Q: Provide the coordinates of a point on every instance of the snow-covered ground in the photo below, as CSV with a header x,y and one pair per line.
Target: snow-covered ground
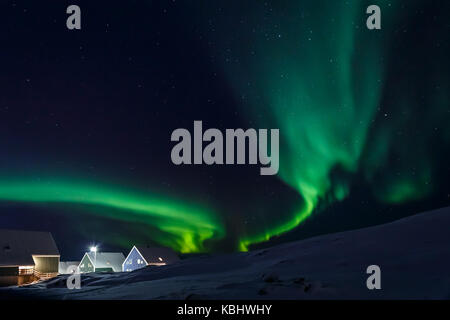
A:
x,y
413,254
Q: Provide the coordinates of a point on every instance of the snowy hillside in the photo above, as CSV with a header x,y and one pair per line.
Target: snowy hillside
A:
x,y
413,254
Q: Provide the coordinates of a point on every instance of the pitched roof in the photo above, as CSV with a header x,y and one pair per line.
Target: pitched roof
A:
x,y
153,254
112,260
17,246
64,266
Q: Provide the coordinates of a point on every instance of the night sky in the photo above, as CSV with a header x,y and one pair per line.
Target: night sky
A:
x,y
86,118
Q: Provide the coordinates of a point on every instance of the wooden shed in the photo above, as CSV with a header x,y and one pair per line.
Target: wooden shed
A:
x,y
27,256
142,256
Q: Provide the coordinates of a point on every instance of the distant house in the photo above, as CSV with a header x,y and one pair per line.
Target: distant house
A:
x,y
27,256
101,262
65,267
143,256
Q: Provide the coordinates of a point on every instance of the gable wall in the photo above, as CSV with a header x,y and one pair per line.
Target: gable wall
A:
x,y
131,263
86,265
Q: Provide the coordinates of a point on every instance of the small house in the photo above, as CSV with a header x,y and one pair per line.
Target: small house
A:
x,y
27,256
143,256
101,262
68,267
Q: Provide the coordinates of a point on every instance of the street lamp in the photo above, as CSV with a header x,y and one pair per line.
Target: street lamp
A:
x,y
94,250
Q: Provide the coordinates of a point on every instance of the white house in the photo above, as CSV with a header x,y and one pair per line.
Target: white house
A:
x,y
143,256
101,262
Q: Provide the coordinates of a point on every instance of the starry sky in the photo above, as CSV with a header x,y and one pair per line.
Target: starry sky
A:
x,y
86,118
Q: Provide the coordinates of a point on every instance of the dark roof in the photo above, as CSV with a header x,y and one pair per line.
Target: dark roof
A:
x,y
17,246
152,254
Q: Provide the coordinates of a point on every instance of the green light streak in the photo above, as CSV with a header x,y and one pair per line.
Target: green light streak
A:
x,y
185,227
318,77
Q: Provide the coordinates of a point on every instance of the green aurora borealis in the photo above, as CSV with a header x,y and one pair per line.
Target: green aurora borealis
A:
x,y
355,108
319,76
184,227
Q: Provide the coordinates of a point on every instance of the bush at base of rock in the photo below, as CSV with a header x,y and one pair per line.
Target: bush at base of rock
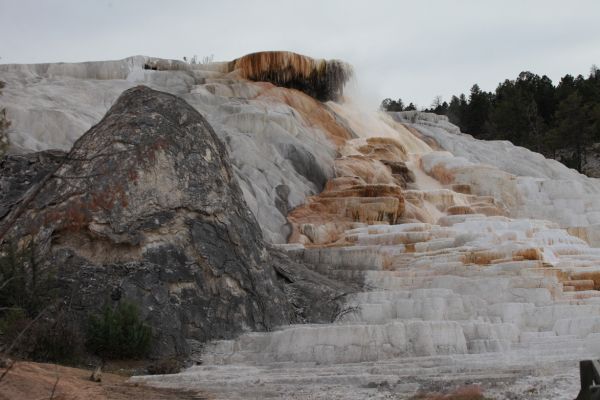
▬▬▬▬▬▬▬▬▬▬
Reply by stating only how many lines in the listing hold the word "shed".

2